# Task details
All the entries need to be quoted exactly, apart from the pictures, which you should drop.

# Given records

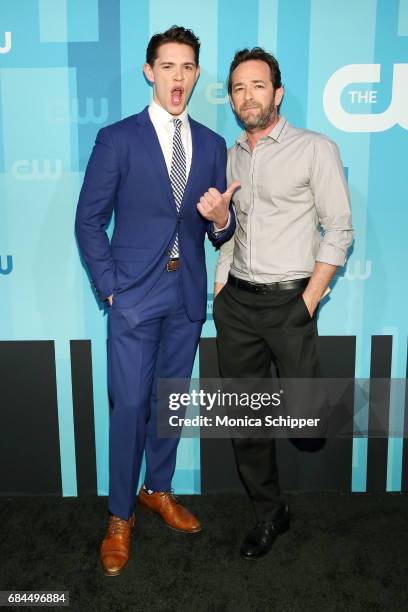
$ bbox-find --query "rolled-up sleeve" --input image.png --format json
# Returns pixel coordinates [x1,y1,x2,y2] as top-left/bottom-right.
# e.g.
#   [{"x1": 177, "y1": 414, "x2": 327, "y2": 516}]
[
  {"x1": 214, "y1": 236, "x2": 234, "y2": 285},
  {"x1": 310, "y1": 138, "x2": 353, "y2": 266}
]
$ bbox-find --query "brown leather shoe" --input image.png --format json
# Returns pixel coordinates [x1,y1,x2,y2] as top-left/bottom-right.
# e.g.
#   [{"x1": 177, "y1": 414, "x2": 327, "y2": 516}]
[
  {"x1": 101, "y1": 514, "x2": 135, "y2": 576},
  {"x1": 138, "y1": 487, "x2": 202, "y2": 533}
]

# Completed task
$ bbox-find --query "rolled-up sleeve" --input image.png --format json
# Returns pixel coordinates [x1,y1,x2,y2] as top-left/bottom-right.
# e.g.
#   [{"x1": 177, "y1": 414, "x2": 327, "y2": 516}]
[
  {"x1": 214, "y1": 236, "x2": 234, "y2": 285},
  {"x1": 310, "y1": 138, "x2": 353, "y2": 266}
]
$ bbox-find --query "brown leather shoe" --input image.png --format json
# Returns pixel coordinates [x1,y1,x2,y2] as top-left/bottom-right.
# e.g.
#   [{"x1": 177, "y1": 414, "x2": 327, "y2": 516}]
[
  {"x1": 101, "y1": 514, "x2": 135, "y2": 576},
  {"x1": 138, "y1": 487, "x2": 202, "y2": 533}
]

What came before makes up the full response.